• **Task input**:
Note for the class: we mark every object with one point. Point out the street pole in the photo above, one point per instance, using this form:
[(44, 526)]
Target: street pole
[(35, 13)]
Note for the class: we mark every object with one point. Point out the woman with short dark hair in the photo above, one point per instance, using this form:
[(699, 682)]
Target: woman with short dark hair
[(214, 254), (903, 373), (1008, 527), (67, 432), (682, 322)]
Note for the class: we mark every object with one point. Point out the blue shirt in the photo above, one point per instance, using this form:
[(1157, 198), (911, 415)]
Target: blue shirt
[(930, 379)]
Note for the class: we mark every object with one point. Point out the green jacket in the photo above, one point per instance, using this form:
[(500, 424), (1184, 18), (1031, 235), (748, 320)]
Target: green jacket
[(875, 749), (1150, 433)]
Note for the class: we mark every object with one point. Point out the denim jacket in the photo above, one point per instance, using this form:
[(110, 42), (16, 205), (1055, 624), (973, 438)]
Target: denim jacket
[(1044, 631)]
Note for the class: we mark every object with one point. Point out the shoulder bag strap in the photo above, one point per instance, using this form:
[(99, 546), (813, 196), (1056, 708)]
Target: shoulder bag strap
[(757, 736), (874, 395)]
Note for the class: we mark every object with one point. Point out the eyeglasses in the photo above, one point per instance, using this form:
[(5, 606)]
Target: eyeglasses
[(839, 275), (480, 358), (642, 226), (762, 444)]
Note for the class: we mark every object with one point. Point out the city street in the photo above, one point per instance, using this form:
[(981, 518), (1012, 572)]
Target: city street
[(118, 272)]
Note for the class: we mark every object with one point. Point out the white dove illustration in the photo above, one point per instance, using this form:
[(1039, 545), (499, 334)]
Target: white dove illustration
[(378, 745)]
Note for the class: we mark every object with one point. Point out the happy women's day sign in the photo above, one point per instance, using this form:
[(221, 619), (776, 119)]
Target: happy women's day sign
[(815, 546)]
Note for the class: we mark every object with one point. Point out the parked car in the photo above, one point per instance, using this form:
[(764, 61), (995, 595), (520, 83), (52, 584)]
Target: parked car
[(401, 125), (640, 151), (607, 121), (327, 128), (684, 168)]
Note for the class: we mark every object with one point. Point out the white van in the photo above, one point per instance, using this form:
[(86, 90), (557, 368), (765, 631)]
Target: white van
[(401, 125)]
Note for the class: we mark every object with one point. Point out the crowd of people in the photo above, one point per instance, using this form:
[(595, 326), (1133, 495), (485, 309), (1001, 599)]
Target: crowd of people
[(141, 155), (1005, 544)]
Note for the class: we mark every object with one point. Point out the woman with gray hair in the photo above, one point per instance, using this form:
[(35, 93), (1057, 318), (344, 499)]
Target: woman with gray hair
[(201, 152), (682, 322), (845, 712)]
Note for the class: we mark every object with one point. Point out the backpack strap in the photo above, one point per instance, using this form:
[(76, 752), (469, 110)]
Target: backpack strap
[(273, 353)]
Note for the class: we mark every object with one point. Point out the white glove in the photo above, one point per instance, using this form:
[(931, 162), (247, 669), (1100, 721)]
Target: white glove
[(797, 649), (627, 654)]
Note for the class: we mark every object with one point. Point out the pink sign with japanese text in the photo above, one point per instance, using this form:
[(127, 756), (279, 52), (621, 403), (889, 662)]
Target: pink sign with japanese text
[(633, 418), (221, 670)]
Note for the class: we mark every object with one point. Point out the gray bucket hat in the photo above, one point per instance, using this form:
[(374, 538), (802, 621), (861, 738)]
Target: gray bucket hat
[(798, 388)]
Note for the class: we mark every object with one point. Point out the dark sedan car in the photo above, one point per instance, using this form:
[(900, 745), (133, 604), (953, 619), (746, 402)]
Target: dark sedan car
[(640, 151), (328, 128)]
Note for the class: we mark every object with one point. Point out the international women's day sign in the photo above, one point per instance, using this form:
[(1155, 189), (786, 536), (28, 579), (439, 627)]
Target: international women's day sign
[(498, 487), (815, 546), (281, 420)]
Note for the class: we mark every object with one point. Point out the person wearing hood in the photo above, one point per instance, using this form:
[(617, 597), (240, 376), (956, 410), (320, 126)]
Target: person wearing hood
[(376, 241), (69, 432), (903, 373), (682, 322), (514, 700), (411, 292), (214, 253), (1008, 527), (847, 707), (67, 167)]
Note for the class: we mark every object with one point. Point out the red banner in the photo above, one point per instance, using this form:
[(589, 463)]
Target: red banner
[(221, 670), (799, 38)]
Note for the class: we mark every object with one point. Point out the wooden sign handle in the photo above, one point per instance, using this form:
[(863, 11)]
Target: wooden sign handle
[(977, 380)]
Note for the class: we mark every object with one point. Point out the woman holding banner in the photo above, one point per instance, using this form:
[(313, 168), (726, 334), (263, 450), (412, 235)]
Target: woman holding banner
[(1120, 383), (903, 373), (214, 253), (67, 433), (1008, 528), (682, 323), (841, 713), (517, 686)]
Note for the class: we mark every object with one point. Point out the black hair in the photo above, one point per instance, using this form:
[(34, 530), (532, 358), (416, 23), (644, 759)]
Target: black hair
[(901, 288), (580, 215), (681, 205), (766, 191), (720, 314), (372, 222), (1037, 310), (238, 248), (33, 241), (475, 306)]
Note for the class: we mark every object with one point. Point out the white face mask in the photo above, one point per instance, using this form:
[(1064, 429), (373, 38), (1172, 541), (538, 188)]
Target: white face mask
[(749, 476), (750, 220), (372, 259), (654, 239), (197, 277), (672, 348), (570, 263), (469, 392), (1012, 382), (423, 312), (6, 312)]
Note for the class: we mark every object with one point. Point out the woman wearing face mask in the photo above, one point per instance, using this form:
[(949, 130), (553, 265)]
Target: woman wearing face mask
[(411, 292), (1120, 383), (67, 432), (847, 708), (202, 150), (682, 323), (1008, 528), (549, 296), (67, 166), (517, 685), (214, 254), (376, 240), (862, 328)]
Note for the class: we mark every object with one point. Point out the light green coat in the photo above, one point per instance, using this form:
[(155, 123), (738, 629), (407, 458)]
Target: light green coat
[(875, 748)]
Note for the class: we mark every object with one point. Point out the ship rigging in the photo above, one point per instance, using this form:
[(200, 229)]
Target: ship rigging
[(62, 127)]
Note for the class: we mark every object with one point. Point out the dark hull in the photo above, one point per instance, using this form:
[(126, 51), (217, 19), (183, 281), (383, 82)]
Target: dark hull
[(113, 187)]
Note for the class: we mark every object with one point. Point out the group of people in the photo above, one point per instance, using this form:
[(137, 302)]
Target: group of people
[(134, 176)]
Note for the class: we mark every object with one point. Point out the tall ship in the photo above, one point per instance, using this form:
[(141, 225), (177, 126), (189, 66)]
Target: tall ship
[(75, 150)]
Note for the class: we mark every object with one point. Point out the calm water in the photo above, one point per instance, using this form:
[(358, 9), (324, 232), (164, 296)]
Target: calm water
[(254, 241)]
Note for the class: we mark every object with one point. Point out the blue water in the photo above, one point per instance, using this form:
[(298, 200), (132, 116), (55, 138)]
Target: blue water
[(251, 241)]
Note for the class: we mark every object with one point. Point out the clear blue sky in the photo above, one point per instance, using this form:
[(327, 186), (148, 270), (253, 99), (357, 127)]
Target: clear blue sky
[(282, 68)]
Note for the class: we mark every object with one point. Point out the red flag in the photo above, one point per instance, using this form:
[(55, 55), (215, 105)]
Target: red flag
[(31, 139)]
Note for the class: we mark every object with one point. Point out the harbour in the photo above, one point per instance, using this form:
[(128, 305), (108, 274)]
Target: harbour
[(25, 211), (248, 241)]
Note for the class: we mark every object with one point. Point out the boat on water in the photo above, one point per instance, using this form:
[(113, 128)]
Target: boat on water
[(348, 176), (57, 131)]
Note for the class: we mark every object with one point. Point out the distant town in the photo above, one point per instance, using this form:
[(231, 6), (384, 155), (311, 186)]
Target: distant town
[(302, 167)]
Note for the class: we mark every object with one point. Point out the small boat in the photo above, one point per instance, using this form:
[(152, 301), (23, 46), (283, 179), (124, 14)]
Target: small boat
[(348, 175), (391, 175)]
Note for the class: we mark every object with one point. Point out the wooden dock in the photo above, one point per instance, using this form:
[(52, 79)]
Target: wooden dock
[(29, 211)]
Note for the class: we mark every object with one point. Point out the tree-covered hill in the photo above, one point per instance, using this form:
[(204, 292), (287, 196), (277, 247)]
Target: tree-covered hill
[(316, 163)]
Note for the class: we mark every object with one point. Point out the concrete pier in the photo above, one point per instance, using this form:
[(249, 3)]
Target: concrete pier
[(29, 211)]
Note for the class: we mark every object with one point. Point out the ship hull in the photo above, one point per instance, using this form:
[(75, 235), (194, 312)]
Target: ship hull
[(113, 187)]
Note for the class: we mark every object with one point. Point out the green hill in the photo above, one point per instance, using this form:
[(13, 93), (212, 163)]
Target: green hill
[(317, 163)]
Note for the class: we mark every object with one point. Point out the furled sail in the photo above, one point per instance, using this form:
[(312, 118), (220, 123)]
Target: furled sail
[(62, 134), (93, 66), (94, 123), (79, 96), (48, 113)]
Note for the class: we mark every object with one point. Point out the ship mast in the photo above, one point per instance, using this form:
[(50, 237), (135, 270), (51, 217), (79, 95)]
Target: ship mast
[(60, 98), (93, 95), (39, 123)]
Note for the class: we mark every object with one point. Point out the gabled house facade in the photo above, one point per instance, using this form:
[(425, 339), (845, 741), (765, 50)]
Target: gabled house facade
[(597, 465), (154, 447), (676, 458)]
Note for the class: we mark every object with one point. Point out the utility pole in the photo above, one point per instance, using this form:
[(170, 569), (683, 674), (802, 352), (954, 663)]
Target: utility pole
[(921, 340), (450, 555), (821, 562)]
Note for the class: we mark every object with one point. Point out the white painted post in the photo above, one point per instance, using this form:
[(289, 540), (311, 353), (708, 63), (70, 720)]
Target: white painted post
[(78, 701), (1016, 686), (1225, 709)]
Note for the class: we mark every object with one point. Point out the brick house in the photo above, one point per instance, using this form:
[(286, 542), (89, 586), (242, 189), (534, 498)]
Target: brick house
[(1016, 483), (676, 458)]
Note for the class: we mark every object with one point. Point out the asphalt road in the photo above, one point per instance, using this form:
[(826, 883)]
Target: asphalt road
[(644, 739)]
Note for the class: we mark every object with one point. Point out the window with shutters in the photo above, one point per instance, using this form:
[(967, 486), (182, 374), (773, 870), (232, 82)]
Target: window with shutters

• **Directions for this task**: Write out the lines above, starting at the line that contains "out the brick" and ending with the final line, and nothing else; copy them exactly.

• **Problem solution**:
Note for the class: we mark every object with one point. Point out the brick house in the photo above, one point per instance, using this form:
[(286, 542), (89, 586), (242, 189), (534, 498)]
Target: brick house
[(1016, 483), (676, 458)]
Note for the class: we mark every object with one point. Point out the asphalt road in the photo above, one point per instance, using this form:
[(826, 883)]
Target: asphalt road
[(644, 739)]
Note for the class: we mark every object with one point. Point out the window with shutters in the photo above, one point per instance, using this form:
[(967, 486), (182, 374), (773, 870), (232, 82)]
Target: window with shutters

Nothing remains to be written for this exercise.